WHAT YOU WILL DO> How many lines in the listing below contain the string "foliage", with case counting? Give only the number.

INPUT DATA>
===============
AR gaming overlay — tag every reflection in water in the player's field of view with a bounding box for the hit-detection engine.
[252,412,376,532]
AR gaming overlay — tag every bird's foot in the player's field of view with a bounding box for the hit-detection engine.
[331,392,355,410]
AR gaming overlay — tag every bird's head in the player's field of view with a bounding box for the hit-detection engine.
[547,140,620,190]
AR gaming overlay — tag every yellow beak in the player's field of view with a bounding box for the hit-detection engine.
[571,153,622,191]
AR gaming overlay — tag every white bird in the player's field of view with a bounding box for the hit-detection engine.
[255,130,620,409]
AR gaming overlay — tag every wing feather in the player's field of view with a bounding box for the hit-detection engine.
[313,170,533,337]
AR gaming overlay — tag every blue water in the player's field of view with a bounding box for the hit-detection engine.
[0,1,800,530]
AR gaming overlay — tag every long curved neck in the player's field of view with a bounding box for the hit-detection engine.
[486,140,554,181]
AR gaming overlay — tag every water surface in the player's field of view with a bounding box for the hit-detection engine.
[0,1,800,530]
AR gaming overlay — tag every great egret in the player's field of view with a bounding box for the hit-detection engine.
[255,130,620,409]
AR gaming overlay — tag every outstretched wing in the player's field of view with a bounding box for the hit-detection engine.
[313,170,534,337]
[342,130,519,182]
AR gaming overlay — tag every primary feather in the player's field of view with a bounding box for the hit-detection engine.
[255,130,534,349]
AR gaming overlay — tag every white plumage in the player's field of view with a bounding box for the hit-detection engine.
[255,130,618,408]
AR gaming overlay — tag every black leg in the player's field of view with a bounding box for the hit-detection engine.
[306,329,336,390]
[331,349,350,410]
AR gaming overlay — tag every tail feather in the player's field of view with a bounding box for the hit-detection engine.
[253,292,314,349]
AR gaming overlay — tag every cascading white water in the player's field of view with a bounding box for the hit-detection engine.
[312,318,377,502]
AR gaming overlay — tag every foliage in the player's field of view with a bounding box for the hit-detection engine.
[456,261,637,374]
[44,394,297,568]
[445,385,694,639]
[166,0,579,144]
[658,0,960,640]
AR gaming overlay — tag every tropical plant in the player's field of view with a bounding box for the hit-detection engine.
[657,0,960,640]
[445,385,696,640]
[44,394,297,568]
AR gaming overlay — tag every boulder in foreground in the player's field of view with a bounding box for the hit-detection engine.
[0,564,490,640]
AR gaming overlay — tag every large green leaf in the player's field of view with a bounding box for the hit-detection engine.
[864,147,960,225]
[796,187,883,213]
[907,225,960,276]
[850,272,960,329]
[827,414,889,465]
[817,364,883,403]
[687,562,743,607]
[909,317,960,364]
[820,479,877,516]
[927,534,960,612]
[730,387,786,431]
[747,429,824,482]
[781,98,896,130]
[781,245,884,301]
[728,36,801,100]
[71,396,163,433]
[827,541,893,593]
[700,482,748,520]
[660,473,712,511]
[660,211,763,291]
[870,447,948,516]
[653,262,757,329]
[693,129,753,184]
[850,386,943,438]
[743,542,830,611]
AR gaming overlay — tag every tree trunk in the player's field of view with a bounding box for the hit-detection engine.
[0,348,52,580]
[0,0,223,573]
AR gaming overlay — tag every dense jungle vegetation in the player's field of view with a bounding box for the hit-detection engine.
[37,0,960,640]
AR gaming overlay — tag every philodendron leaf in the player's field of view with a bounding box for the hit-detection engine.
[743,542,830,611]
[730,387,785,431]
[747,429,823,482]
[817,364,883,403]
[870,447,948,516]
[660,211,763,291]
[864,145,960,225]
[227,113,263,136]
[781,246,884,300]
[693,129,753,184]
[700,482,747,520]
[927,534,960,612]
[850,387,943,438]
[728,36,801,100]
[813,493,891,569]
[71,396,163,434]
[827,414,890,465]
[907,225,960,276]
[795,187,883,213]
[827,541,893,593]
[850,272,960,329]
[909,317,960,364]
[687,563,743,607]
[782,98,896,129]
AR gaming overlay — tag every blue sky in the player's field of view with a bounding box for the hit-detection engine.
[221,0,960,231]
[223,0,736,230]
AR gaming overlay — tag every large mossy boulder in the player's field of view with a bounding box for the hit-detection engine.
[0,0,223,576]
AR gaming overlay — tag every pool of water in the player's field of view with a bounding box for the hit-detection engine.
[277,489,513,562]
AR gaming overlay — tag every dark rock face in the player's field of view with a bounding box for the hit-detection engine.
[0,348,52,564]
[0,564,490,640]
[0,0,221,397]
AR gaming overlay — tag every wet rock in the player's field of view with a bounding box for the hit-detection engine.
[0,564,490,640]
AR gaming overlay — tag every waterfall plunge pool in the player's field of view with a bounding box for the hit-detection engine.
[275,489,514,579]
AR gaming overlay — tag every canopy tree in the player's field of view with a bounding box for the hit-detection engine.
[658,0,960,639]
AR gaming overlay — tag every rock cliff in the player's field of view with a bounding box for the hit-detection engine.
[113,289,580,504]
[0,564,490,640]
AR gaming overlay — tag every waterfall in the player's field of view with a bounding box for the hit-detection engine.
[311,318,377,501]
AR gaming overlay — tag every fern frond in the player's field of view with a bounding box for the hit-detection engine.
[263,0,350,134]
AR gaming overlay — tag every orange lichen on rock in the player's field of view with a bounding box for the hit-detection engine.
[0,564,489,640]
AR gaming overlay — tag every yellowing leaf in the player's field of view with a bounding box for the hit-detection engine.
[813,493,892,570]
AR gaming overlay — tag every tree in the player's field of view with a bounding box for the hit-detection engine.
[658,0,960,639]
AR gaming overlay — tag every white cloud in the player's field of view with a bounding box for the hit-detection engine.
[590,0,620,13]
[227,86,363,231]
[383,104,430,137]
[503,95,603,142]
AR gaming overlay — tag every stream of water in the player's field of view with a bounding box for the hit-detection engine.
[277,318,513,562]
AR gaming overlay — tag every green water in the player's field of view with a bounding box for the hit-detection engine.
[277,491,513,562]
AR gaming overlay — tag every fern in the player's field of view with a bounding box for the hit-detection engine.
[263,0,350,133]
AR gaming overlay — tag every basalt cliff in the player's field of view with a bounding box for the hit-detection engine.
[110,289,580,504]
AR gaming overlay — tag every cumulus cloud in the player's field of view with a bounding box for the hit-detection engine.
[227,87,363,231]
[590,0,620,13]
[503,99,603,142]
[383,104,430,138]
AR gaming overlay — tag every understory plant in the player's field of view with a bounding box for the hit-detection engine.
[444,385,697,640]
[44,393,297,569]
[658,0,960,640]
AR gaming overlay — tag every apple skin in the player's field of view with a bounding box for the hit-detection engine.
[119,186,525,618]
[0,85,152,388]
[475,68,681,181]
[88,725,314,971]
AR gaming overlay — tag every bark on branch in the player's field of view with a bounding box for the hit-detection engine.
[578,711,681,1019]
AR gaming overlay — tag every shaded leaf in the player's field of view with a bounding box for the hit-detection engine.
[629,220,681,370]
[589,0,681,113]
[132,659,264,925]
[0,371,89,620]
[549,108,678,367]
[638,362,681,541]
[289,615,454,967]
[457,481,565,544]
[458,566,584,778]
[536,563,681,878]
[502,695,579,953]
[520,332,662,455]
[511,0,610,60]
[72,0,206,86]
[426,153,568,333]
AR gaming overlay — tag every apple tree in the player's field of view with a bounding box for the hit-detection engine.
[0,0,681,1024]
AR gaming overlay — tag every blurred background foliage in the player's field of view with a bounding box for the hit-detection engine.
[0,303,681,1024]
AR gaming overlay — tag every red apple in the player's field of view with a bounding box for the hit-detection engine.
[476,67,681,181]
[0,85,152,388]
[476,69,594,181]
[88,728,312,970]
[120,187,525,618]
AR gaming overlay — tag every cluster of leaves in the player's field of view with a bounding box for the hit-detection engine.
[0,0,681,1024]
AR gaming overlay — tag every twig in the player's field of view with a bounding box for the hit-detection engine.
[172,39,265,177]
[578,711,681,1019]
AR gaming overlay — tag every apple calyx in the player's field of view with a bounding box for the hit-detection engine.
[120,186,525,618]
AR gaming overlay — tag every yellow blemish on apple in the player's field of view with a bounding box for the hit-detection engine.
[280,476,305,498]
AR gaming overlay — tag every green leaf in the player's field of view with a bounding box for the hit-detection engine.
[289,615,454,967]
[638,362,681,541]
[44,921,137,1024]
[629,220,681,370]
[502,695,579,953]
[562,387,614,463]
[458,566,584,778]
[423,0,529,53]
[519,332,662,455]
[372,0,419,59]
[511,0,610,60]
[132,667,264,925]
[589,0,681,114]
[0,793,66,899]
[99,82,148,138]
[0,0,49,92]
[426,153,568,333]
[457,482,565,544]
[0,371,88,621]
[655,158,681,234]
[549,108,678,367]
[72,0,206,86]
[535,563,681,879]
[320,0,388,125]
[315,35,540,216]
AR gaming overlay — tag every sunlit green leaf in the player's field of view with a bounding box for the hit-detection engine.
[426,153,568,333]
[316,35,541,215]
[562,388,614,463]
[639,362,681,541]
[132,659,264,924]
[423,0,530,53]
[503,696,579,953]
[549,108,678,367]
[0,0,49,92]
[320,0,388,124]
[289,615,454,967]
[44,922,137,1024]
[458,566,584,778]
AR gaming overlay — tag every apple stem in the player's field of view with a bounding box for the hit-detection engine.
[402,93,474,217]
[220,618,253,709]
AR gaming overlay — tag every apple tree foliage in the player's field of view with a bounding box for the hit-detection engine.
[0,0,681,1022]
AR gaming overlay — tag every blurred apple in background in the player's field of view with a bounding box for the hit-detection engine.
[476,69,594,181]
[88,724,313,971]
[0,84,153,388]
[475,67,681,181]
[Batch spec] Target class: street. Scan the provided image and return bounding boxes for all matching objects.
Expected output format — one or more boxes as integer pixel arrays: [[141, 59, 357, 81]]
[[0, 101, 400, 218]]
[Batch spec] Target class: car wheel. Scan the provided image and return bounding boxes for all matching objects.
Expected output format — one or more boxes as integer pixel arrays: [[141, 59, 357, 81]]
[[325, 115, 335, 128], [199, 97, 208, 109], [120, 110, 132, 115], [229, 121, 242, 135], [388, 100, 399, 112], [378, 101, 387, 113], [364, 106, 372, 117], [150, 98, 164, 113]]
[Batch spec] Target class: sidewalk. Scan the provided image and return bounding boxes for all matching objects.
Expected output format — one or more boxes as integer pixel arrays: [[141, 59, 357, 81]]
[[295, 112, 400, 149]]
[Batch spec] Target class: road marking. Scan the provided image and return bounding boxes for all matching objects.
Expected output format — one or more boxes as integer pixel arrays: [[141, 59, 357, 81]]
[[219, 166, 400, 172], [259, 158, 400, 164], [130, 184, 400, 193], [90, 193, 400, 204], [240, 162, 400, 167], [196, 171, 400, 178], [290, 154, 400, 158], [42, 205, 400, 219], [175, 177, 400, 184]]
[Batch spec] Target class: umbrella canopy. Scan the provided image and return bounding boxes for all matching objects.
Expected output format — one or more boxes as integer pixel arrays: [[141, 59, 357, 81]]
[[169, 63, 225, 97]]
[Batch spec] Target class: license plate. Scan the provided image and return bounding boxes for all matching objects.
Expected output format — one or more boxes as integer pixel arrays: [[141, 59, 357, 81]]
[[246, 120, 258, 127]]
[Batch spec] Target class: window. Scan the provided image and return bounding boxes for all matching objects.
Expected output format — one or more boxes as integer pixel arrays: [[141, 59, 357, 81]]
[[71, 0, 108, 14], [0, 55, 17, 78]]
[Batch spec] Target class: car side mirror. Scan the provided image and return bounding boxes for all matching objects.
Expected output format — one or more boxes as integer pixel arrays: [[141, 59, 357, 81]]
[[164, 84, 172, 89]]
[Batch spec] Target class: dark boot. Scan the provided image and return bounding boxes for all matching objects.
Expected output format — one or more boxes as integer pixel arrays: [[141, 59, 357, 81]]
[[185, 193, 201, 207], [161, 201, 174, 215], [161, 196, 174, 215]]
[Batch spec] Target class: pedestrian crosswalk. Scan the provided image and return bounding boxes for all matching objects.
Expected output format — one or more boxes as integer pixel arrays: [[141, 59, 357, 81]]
===============
THE RESULT> 3